Yadier Molina Injured by Bush Leaguer

by on August 28, 2012 · 33 comments

Shoulder first tackle by Harrison

Take a close look at the above image.  It’s Josh Harrison of the Pirates propelling his body into catcher Yadier Molina.  Some will call it a clean baseball play.  Some may even call it a “scrappy”, “hard-nosed”, or “gritty” play.  Call it what you like.  I call it a gutless, bush league move made by a guy who had no idea what the right move was at the time.  Given a split second to determine the best method of reaching home plate safely, Harrison had the choice between a simple slide and a collision with the catcher.  No, that’s actually incorrect.  Harrison had his head up while rounding 3rd base and had the play in front of him as he ran towards home plate.  In the context of a baseball game, he had eons to decide what to do.

He still chose poorly.

-- DATA UNDER STUDY --
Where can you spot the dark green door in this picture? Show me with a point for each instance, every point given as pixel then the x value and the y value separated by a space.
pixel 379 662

==

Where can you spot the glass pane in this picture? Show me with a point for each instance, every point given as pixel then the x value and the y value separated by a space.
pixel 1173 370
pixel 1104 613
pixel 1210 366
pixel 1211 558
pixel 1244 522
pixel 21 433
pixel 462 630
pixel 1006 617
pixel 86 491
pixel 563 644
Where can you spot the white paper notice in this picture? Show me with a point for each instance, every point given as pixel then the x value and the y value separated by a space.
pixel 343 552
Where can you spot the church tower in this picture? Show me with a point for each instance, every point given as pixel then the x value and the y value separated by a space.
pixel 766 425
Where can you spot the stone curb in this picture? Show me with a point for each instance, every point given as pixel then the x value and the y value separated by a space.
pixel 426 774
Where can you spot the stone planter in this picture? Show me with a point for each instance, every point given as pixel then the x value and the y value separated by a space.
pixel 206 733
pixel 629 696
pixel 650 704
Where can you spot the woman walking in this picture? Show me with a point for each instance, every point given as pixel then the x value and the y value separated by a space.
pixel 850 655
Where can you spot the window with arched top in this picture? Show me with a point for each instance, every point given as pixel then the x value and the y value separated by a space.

-- EXERCISES --
• 1. From the article on Yadier Molina's injury, write out the part that opens with the words containing "Yadier Molina Injured" and closes with "still chose poorly.".
• 2. In the article on Yadier Molina's injury, what team does Josh Harrison play for?
• 3. Translate this sentence from the article on Yadier Molina's injury into Spanish: "Harrison had his head up while rounding 3rd base and had the play in front of him as he ran towards home plate."

-- RESPONSES BY ITEM NUMBER --
• 1.
Yadier Molina Injured by Bush Leaguer

by on August 28, 2012 · 33 comments

Shoulder first tackle by Harrison

Take a close look at the above image.  It’s Josh Harrison of the Pirates propelling his body into catcher Yadier Molina.  Some will call it a clean baseball play.  Some may even call it a “scrappy”, “hard-nosed”, or “gritty” play.  Call it what you like.  I call it a gutless, bush league move made by a guy who had no idea what the right move was at the time.  Given a split second to determine the best method of reaching home plate safely, Harrison had the choice between a simple slide and a collision with the catcher.  No, that’s actually incorrect.  Harrison had his head up while rounding 3rd base and had the play in front of him as he ran towards home plate.  In the context of a baseball game, he had eons to decide what to do.

He still chose poorly.

• 2. The Pirates.

• 3. Harrison llevaba la cabeza levantada al doblar por la tercera base y tenía la jugada frente a él mientras corría hacia el plato de home.